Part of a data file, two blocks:

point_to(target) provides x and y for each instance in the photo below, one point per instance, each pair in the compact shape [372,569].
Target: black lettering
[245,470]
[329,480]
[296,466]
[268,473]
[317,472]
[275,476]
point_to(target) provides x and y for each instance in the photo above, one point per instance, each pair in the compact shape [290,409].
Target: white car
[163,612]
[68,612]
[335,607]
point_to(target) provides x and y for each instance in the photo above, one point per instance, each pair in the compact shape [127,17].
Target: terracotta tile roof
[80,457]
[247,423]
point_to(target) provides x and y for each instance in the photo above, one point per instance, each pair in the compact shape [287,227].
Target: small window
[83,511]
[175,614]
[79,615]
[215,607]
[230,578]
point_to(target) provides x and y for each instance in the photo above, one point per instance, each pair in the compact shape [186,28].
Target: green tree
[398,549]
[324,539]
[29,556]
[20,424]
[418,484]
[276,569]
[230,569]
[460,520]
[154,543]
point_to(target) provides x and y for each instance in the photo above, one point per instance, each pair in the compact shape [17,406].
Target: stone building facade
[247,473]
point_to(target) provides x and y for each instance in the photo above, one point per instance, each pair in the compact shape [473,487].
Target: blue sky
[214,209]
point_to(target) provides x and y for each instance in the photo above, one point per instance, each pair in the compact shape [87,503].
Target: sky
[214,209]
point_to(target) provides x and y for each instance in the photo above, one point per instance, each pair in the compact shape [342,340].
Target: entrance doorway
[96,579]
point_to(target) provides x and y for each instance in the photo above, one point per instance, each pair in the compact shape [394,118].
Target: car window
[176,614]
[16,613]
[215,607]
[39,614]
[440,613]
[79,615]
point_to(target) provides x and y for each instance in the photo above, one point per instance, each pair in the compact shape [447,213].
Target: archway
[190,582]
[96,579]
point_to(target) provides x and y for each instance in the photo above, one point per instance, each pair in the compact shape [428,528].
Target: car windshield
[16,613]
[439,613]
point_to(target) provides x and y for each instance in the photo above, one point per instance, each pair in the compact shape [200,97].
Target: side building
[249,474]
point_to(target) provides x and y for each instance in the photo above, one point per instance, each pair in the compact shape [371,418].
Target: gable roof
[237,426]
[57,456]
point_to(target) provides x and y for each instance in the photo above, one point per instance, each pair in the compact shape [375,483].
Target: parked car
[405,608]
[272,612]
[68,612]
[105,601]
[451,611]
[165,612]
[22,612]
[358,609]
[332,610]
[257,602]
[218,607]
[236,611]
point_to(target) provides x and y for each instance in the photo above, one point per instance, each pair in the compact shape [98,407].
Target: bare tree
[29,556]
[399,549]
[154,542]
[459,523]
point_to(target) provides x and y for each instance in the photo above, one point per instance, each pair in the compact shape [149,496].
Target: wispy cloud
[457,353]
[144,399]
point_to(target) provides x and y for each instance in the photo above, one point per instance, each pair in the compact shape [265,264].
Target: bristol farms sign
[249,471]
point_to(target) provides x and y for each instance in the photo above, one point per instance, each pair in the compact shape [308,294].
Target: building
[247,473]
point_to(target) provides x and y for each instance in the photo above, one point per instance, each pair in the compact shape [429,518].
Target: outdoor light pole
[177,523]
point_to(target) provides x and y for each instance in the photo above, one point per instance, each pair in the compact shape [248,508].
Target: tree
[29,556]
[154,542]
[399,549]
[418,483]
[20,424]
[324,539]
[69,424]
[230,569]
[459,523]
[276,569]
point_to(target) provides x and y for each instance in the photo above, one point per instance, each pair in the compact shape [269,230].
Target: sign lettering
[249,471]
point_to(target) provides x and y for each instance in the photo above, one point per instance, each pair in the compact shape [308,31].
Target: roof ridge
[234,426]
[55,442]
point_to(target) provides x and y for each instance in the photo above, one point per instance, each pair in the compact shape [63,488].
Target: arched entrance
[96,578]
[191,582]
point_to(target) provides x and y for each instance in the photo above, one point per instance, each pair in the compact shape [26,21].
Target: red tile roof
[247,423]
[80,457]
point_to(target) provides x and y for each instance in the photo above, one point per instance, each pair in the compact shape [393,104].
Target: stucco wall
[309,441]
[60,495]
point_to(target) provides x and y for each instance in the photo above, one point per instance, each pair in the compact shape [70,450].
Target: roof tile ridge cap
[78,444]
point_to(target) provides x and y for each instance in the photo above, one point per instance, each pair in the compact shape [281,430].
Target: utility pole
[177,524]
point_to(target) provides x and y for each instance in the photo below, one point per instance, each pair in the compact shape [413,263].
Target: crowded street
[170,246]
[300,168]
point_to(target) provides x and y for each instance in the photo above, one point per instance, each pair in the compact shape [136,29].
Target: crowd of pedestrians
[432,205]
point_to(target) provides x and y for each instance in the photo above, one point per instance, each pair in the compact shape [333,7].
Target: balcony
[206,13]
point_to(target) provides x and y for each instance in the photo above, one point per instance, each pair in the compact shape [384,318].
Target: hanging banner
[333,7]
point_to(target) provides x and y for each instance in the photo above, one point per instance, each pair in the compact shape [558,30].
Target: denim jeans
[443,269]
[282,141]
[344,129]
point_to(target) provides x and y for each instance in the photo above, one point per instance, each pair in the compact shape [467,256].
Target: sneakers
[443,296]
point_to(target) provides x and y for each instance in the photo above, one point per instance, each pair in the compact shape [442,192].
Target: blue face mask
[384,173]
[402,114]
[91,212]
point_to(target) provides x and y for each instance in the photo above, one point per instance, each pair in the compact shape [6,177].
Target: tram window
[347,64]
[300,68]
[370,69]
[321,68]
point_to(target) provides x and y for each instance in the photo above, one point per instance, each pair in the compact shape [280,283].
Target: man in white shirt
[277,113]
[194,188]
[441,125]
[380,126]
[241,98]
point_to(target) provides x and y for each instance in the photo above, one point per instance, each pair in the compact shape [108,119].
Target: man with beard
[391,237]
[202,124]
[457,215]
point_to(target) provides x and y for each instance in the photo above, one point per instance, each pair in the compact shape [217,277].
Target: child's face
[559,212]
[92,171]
==
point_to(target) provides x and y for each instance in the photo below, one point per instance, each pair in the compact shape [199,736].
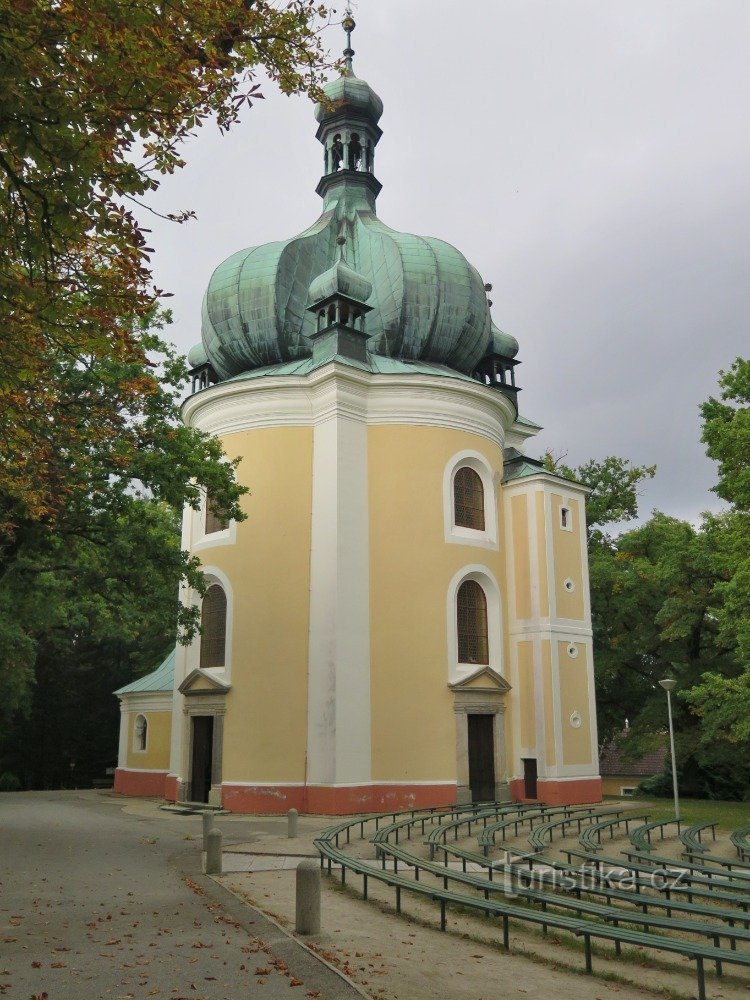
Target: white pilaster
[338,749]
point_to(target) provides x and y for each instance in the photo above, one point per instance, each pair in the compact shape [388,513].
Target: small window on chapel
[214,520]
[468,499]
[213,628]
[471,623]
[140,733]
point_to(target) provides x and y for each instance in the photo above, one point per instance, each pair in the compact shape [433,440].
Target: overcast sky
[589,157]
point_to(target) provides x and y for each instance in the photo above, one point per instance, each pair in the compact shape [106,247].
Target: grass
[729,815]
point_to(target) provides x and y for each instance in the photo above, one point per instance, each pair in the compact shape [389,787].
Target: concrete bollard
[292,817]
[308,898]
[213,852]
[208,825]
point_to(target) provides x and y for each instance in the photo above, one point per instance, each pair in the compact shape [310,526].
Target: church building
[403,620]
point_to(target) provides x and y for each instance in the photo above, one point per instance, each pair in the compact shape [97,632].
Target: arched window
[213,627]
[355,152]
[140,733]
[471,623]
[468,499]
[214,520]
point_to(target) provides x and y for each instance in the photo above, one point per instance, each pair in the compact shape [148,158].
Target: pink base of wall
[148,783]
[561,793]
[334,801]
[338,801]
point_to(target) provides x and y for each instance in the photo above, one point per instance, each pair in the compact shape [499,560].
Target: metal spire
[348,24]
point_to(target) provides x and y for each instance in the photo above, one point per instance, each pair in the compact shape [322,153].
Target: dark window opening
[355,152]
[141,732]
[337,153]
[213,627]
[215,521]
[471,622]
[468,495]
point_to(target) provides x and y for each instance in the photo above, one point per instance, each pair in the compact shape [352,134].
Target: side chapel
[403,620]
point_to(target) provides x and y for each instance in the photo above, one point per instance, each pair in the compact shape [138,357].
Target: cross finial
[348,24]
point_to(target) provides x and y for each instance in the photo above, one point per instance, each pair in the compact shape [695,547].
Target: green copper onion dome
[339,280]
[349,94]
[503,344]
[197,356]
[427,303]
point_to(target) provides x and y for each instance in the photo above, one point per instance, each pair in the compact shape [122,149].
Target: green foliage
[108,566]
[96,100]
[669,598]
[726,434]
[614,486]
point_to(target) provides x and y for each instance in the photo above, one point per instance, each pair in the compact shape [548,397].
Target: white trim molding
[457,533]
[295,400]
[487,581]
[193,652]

TASK DESCRIPTION> List every line in the rows above that contains the word "white". Case counts.

RESULT FOR THIS EXERCISE>
Target: white car
Target: man in white shirt
Target: white pilaster
Target: white trim molding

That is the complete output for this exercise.